— Begin Text extract —

Sure there are those out there who are going to write to me. I can just imagine the amount of e-mail that I'll get from well-meaning folks out there wanting to "educate me" on the superior attributes of the Ruger Mini-14, the SKS, the AR-15, and a host of other rifles.

It is more likely than not that I will be told about how the Ruger Mini-14, Mini Thirty, and Mini-6.8 are all small, lightweight semi-automatic carbines built by one of my favorite U.S. firearm manufacturers, Sturm Ruger.

The Ruger Mini-14 can fire both the .223 Remington cartridge and the similar military 5.56x45mm cartridge. The target model Mini-14 rifles are chambered only for the .223 Remington cartridge. The Mini Thirty uses the 7.62×39mm, and the Mini-6.8 fires 6.8 mm Remington SPC. Of course, being semi-automatic, they can handle 5, 10, 20, or 30 round factory box magazine. Numerous aftermarket magazines and drum mags, believe it or not.

In 2008, Ruger began marking many Mini-14 rifles as "RANCH RIFLE" instead of Mini-14 on the receiver.

Why, you ask? Well, these rifles are the most basic models. They generally come in a wood rifle stock and features an 18.5" tapered barrel - although some are available with a 16" barrel. These rifles feature an adjustable ghost ring rear sight and winged front sight. They are sold with a 20 round detachable magazine. However, in some states like California, where high capacity magazines are illegal, they are sold with 5 round magazines instead.

The Ruger "Ranch Rifle" variant has scope bases integrated into the receiver and an ejector that ejects the spent cartridge case at a lower angle to avoid hitting a low-mounted scope. The old original Ruger "Ranch Rifle" rear sight was a folding-type aperture, which would fit under a scope, and lacked a winged front sight. This model will chamber both .223 Remington and 5.56x45mm NATO ammunition.

So now you're asking, what's wrong with the Ruger -- after all, it sounds like a great rifle?

Yes, it is a great rifle! While a Ruger Mini-14, like an AR-15 or an SKS, obviously has higher capacity and removable mags, for a Ranch Rifle, I think that it comes down to a matter of taste like most things, preference, and practicality.

— End Text extract —
— Begin Data extract —

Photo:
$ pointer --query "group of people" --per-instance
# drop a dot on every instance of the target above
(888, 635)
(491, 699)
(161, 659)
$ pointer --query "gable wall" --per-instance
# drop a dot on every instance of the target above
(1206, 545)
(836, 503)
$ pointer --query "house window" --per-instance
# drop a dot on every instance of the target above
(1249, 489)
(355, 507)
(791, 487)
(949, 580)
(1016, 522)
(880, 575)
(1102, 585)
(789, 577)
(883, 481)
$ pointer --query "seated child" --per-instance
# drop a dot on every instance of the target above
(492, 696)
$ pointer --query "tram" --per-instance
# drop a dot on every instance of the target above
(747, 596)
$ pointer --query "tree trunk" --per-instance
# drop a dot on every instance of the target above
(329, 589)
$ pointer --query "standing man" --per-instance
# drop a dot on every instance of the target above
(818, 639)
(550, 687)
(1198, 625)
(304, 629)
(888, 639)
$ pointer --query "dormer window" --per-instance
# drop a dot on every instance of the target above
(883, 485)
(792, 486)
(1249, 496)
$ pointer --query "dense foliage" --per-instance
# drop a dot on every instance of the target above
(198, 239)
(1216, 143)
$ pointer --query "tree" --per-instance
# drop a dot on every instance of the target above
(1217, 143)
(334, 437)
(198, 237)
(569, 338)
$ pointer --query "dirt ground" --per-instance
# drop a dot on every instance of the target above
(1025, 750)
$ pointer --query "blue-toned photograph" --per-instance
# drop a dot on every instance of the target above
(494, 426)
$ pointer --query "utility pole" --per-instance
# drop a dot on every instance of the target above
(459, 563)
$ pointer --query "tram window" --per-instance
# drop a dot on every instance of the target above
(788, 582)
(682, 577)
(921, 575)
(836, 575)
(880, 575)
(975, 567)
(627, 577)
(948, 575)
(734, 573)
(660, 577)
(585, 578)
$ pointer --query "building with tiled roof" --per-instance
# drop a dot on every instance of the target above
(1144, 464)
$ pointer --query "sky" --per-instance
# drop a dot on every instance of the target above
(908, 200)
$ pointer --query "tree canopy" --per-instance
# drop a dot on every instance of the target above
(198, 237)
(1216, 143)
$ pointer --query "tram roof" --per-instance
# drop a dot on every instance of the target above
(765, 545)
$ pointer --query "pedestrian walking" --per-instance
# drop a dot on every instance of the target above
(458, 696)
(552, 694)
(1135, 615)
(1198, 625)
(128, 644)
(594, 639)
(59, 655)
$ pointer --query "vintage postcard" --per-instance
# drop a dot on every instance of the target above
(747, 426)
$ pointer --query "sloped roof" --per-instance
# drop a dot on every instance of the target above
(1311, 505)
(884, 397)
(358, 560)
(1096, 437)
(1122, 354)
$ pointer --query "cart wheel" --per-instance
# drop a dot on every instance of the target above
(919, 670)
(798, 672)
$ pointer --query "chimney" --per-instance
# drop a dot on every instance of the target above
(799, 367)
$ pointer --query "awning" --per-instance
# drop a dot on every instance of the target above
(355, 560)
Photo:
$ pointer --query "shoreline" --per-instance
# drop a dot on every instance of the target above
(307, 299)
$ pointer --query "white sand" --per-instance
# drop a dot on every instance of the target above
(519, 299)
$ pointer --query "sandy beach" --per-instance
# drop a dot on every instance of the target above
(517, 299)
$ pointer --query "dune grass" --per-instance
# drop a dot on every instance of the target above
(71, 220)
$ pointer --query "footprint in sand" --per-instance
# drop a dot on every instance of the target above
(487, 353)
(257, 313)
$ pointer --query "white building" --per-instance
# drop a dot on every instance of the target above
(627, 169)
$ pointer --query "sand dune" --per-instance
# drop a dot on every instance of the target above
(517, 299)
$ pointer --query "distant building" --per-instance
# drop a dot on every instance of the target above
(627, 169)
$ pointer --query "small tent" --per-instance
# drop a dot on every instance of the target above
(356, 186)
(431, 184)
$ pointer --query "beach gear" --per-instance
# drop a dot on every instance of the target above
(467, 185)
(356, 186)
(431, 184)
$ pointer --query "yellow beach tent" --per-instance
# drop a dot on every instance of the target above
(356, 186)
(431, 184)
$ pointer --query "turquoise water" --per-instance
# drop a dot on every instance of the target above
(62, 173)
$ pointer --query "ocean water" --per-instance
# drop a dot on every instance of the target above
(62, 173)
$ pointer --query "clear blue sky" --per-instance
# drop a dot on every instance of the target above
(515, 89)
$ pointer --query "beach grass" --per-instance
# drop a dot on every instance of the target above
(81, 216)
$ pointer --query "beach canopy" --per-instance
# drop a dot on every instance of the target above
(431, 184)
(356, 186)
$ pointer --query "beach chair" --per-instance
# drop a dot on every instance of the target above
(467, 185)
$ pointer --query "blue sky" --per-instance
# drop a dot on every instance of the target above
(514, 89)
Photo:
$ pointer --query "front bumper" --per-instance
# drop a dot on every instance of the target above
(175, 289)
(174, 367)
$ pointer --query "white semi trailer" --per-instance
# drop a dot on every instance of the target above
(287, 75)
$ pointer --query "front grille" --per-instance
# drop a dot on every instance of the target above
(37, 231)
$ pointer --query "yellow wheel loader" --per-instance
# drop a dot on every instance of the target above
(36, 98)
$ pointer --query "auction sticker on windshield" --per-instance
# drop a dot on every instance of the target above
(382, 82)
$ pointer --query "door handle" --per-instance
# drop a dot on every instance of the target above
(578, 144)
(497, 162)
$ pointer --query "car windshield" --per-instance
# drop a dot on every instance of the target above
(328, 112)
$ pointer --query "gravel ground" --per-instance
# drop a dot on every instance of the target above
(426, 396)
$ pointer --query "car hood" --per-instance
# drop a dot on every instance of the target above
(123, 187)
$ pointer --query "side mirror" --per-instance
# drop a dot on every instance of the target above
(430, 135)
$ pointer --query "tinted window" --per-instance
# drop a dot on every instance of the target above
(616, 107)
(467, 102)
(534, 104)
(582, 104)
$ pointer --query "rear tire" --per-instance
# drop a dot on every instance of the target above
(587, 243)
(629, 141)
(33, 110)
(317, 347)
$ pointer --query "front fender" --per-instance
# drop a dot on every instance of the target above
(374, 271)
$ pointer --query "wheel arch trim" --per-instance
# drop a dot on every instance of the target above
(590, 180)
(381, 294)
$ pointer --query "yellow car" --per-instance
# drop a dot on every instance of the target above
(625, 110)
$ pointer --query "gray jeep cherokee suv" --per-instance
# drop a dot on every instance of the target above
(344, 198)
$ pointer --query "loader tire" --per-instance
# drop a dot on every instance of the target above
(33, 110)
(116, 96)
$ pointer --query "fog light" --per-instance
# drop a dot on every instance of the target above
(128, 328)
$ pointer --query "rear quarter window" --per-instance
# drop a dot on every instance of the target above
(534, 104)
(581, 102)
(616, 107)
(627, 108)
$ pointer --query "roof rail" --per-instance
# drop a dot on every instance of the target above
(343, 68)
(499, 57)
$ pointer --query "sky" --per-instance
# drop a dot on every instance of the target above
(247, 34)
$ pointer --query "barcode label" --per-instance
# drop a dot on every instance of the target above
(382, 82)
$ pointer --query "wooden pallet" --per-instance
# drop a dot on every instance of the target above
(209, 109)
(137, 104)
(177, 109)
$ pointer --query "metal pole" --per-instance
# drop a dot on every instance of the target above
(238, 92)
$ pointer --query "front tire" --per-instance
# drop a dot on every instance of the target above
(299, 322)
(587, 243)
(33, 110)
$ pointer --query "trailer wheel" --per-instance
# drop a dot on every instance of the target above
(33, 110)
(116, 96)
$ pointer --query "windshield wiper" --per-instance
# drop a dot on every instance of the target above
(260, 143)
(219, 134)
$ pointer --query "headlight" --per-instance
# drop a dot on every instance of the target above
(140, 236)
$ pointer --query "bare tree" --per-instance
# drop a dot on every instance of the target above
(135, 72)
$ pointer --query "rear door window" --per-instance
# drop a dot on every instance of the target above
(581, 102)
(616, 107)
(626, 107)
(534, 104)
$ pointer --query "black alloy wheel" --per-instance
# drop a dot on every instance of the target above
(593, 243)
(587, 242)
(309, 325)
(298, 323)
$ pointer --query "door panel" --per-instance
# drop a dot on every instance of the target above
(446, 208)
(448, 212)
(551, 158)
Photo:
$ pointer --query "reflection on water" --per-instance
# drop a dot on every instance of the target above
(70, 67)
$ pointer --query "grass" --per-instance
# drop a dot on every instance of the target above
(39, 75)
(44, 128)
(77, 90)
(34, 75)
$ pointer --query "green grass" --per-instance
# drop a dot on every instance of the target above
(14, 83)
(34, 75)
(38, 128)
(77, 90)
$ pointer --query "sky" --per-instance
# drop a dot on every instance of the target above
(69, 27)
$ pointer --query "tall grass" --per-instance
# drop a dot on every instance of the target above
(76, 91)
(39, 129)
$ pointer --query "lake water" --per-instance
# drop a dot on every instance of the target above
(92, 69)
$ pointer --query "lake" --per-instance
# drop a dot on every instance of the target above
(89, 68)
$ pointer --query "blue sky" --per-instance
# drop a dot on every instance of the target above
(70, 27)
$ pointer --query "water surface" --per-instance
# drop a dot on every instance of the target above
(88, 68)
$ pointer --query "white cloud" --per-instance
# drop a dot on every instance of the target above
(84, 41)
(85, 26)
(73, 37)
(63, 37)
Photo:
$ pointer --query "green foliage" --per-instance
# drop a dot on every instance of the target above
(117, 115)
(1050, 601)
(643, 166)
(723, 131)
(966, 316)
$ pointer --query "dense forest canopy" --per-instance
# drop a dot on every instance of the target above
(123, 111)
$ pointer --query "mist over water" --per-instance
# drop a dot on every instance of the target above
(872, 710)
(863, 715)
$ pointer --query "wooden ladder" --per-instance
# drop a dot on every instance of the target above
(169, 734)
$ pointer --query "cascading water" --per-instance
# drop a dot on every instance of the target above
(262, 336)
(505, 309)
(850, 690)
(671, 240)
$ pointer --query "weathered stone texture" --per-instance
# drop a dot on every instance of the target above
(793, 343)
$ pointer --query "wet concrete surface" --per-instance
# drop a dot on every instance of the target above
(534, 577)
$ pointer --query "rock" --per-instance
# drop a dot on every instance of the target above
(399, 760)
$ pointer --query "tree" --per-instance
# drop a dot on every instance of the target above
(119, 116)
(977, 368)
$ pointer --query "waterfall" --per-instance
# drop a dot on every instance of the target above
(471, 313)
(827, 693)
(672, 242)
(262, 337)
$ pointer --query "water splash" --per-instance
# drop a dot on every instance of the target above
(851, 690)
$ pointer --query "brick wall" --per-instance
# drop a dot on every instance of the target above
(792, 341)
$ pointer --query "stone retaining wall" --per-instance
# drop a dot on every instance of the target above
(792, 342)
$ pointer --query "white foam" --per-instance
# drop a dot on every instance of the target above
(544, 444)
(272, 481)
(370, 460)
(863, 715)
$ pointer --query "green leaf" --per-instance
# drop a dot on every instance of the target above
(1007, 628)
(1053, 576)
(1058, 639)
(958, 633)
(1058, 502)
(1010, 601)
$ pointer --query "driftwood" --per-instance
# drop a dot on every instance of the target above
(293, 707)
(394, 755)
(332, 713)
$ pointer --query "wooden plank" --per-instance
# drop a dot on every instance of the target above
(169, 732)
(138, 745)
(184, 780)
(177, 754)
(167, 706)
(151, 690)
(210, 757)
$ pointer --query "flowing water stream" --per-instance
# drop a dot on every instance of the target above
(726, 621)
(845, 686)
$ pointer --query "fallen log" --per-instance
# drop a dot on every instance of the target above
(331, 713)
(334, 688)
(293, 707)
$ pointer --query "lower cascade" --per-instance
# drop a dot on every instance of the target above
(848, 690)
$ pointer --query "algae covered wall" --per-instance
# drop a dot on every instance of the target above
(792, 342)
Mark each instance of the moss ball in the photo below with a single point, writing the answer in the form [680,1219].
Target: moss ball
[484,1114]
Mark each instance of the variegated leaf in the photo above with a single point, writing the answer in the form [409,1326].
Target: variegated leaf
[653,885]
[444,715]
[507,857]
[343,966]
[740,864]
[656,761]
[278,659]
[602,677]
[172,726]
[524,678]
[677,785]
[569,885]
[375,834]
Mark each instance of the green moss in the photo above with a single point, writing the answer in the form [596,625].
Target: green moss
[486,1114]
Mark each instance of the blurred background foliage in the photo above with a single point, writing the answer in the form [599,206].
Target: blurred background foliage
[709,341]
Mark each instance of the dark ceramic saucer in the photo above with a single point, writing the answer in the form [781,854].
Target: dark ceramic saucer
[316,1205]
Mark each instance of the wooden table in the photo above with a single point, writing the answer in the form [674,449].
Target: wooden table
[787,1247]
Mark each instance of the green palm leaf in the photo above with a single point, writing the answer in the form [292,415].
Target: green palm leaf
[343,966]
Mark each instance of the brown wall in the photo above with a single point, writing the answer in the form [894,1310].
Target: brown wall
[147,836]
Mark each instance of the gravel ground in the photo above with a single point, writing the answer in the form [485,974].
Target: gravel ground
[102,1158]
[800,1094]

— End Data extract —

### Goal 1
Please repeat everything in the Ruger rifle text from "In 2008, Ruger" down to "round magazines instead.", word for word.
### Goal 2
Answer these questions from the Ruger rifle text:
(a) In what year did Ruger begin marking many Mini-14 rifles as "RANCH RIFLE"?
(b) Which cartridge does the Mini Thirty use?
(c) In states where high capacity magazines are illegal, what magazines come with the basic models?

### Written answer 1
In 2008, Ruger began marking many Mini-14 rifles as "RANCH RIFLE" instead of Mini-14 on the receiver.

Why, you ask? Well, these rifles are the most basic models. They generally come in a wood rifle stock and features an 18.5" tapered barrel - although some are available with a 16" barrel. These rifles feature an adjustable ghost ring rear sight and winged front sight. They are sold with a 20 round detachable magazine. However, in some states like California, where high capacity magazines are illegal, they are sold with 5 round magazines instead.

### Written answer 2
(a) 2008
(b) The 7.62×39mm
(c) 5 round magazines